ARTICLE -
* * * * * * *
The Process of a answering this How To live question Begins With another question:
How am I feeling right now?
It should always start with this question. It should always be about this question.
But how do we track things as elusive and vague as our feelings?
Why do I keep coming back to these questions whenever I feel prominently about something? More important than that, Why are these questions even relevant when I can tune into any form of entertainment available in abundance and forget about my feelings (wash them) and shut my thoughts?
I don’t think I can get into the first, second and third questions without answering the fourth.
I have used them all to shut-down the thoughts that those feelings have generated in me. And those things of entertainment have helped me. They’ve helped me get out of the dreaded zone. But always temporarily. Unwanted feelings haven’t stopped. In fact, feelings haven’t stopped. These days, whenever I think of going into entertainment or distractions to get rid or celebrate my feelings, I am reminded of their transience. Of their ineffectiveness.
* * * * * * *
EXERCISE INSTRUCTIONS -
Reproduce word for word the part of the essay about feelings starting with "Why do I keep" and going on through "answering the fourth.". The rows that come after this text aren't needed.

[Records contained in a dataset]
* * * * * * *
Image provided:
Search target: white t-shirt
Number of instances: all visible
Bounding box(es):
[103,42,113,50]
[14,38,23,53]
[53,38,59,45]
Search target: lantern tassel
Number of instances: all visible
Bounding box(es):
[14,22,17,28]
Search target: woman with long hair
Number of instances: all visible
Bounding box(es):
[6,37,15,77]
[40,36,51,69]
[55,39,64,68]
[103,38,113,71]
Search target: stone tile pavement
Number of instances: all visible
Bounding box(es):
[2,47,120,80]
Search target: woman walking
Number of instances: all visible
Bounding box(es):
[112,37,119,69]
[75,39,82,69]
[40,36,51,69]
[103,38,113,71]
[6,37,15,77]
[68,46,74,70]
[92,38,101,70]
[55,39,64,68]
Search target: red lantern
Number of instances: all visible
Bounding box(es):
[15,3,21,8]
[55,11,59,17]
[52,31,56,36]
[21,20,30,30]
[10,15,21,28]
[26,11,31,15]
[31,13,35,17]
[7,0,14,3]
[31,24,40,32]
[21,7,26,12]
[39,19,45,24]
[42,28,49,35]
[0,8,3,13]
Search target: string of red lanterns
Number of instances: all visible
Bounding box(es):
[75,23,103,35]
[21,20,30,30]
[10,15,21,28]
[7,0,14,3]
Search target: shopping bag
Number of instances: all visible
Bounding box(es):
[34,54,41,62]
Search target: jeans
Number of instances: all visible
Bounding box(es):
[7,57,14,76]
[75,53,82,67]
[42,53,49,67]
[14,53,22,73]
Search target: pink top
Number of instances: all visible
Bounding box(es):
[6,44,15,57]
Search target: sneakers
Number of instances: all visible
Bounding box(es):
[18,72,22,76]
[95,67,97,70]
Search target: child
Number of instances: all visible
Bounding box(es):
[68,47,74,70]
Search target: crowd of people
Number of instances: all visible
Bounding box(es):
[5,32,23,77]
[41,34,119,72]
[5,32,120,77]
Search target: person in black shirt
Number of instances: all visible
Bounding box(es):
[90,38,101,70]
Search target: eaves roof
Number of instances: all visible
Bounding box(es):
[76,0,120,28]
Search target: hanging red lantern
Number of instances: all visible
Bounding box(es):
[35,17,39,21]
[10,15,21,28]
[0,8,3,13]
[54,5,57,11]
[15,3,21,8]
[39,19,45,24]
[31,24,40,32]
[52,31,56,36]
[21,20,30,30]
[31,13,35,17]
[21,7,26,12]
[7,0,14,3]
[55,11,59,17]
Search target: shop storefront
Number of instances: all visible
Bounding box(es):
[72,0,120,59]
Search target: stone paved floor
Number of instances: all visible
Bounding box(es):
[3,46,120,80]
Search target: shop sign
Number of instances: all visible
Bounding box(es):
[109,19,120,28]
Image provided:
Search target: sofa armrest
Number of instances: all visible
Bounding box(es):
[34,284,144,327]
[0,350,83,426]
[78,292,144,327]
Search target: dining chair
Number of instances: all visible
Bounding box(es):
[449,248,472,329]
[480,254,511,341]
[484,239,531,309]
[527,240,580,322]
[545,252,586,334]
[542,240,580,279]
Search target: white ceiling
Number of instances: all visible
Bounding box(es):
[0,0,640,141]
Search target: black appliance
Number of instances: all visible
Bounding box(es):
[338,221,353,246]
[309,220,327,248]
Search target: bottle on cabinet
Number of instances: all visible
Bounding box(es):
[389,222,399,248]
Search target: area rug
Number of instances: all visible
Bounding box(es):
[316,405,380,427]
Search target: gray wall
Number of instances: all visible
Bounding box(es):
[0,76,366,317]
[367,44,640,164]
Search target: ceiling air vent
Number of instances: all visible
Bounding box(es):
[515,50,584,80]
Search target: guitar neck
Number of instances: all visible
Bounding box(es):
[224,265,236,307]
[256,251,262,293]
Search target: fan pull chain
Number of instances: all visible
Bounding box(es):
* * * * * * *
ANSWER IN FULL -
Why do I keep coming back to these questions whenever I feel prominently about something? More important than that, Why are these questions even relevant when I can tune into any form of entertainment available in abundance and forget about my feelings (wash them) and shut my thoughts?
I don’t think I can get into the first, second and third questions without answering the fourth.